WHAT IS BEING ASKED:
Copy out every line of the material below that contains the string "white". Uppercase and lowercase letters must match.
---- INPUT FOR THIS TASK
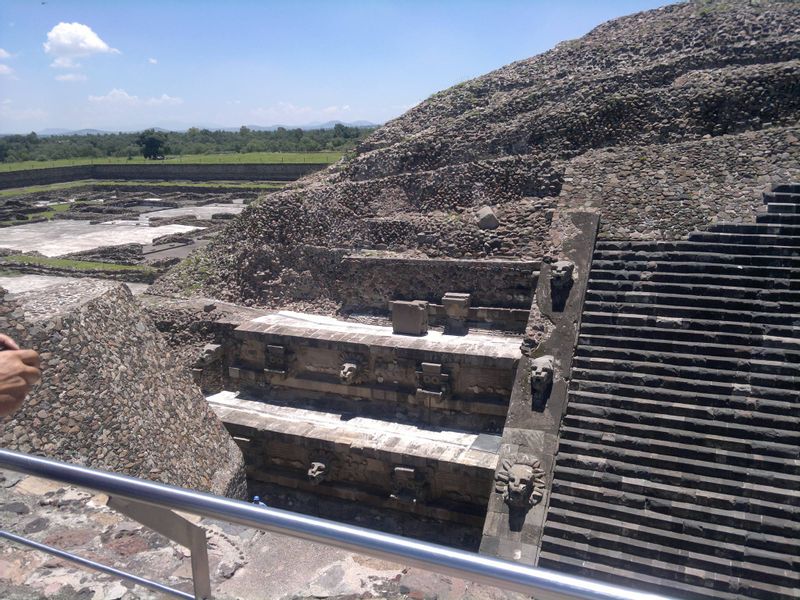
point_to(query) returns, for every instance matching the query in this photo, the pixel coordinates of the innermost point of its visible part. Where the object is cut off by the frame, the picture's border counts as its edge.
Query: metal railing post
--------
---- INPUT FOR THIS TASK
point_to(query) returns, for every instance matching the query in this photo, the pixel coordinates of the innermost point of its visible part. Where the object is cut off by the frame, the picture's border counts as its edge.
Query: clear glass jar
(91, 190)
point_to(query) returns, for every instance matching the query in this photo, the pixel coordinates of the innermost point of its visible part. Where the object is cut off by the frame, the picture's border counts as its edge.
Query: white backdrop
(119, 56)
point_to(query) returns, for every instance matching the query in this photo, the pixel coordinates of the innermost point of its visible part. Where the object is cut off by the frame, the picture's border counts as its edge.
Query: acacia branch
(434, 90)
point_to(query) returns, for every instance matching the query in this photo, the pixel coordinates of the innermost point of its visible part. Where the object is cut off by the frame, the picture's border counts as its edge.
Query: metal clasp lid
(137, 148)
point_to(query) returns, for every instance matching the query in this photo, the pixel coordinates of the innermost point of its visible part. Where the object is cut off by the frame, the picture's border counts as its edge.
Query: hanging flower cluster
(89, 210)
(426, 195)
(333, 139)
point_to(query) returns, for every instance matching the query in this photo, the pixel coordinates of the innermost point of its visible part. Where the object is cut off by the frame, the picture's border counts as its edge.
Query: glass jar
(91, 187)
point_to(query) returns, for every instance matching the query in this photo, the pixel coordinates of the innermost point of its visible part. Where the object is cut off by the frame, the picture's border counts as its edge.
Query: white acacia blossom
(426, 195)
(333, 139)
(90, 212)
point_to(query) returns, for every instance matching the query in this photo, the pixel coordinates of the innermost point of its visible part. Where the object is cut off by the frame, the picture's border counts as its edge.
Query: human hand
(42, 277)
--------
TASK OUTPUT:
Query: white backdrop
Query: white acacia blossom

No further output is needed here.